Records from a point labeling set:
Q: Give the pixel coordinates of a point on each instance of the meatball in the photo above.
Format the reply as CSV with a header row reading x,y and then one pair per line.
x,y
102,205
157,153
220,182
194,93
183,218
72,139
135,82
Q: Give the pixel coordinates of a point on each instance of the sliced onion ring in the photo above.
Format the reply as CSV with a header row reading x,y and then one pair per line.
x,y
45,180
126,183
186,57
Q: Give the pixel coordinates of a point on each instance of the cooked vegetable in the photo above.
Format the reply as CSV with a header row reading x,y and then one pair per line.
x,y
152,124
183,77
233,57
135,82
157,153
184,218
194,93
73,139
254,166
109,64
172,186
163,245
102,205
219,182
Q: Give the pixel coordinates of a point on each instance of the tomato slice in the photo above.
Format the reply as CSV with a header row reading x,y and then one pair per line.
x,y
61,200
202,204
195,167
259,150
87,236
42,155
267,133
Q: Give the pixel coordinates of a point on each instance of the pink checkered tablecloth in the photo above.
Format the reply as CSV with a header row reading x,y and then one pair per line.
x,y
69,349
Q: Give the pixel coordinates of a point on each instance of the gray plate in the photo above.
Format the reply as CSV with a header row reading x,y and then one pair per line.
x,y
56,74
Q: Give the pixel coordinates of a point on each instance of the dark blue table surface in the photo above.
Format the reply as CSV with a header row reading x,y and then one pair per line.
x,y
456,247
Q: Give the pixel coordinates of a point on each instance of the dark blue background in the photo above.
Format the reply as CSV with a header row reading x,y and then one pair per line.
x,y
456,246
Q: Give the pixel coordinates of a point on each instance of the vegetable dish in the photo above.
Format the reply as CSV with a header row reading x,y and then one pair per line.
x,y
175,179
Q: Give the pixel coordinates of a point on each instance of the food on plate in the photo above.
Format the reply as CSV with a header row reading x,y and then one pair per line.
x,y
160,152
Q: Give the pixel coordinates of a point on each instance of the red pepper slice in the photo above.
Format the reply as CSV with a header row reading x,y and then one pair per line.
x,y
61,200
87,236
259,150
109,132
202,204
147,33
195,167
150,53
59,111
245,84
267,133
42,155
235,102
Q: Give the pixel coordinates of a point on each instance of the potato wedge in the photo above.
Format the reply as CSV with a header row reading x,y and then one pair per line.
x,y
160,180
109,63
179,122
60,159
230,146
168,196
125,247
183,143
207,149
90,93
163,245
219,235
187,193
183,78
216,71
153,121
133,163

- _Task to complete_: Could you transcribe the records in full, exactly?

- _Full response_:
Q: Give the pixel coordinates of a point on each instance of the meatball in the photo above.
Format the reply as CSV with a header row reading x,y and then one pair per line.
x,y
102,205
157,153
220,182
194,93
183,218
72,139
135,82
Q: Give the pixel coordinates of a point on each instance of the sliced onion ring in the photo above.
Format the reply as CSV with a header row reading x,y and then one pair per line.
x,y
45,180
126,183
186,57
Q: Give the pixel coordinates of a point on each instance of the cooked vegetable in the photo above.
Format the reply as CSV with a header row reading x,y and then one pair per line.
x,y
152,124
183,77
233,57
135,82
157,153
184,218
194,93
73,139
254,166
109,64
172,186
163,245
102,205
219,182
Q: Give the pixel coordinates of a point on each instance of the tomato slice in the photo above.
Format the reply as CSV with a header row reading x,y and then one pair per line.
x,y
61,200
202,204
195,167
259,150
87,236
42,155
267,133
Q: Give the pixel coordinates of a point on each instance of the pink checkered tablecloth in the photo above.
Format the reply as CSV with a header row reading x,y and then one pair per line.
x,y
69,349
Q: Give the pixel coordinates of a point on each instance of the gray plate in the photo above.
Format the reply as CSV with a header row reading x,y and then one pair per line.
x,y
56,74
Q: Give the pixel coordinates of a point on each instance of the dark blue table surface in the photo above.
Format the reply as CSV with a header row reading x,y and then one pair per line.
x,y
456,247
Q: Give the pixel coordinates of a point on each instance of the dark blue background in the photo above.
Format the reply as CSV with a header row reading x,y and then one pair per line.
x,y
456,246
Q: Give the pixel coordinates of a point on each instance of the vegetable dish in the photo above.
Format the reply as CSV with a header row reading x,y and then one pair per line.
x,y
175,179
Q: Give the pixel coordinates of a point on each instance of the food on plate in the photo above.
Format the reply as CSV with a header row reading x,y and then one pair per line.
x,y
160,152
Q: Give the pixel coordinates of a point on each instance of the red pepper slice in the photo above.
Format the reply as CSV with a header row reading x,y and then one pair per line.
x,y
61,200
87,236
259,150
109,132
202,204
147,33
195,167
150,53
59,111
245,84
267,133
42,155
235,102
Q: Give the pixel coordinates of a point on each instance of the potato wedge in the photo above.
Format the reply as CSV with a header row reading x,y and then one pair per line.
x,y
160,180
109,63
179,122
60,159
230,146
168,196
125,247
183,143
207,149
90,93
163,245
219,235
187,193
183,78
216,71
153,121
133,163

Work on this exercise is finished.